(Entries from a dataset)
▬▬▬▬▬▬▬▬▬▬

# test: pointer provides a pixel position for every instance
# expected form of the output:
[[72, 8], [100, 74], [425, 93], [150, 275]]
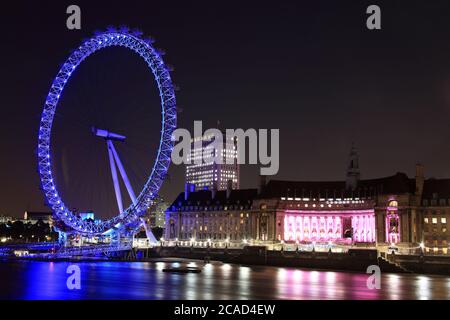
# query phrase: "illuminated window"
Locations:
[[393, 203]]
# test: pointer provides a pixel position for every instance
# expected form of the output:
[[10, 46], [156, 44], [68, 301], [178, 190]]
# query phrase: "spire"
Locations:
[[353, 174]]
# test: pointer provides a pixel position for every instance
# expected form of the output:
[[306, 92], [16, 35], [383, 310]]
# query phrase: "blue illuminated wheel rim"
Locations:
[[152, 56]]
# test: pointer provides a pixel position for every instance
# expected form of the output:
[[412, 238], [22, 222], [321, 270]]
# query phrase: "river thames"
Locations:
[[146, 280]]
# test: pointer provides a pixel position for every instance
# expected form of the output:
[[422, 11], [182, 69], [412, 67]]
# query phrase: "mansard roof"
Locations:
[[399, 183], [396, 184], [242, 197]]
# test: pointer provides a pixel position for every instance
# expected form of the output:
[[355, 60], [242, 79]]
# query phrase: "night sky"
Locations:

▬▬▬▬▬▬▬▬▬▬

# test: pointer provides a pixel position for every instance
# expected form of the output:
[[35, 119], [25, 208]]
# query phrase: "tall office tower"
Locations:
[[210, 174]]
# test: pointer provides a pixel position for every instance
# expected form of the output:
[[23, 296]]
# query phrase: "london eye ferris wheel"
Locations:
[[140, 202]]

▬▬▬▬▬▬▬▬▬▬

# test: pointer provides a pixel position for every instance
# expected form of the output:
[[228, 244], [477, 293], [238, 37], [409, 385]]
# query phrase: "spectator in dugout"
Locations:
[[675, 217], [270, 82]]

▬▬▬▬▬▬▬▬▬▬

→ DIRECTIVE:
Count the lines in the items above that contain the string "phrase". Reply with the number alone.

→ ANSWER TO THE PROBLEM:
9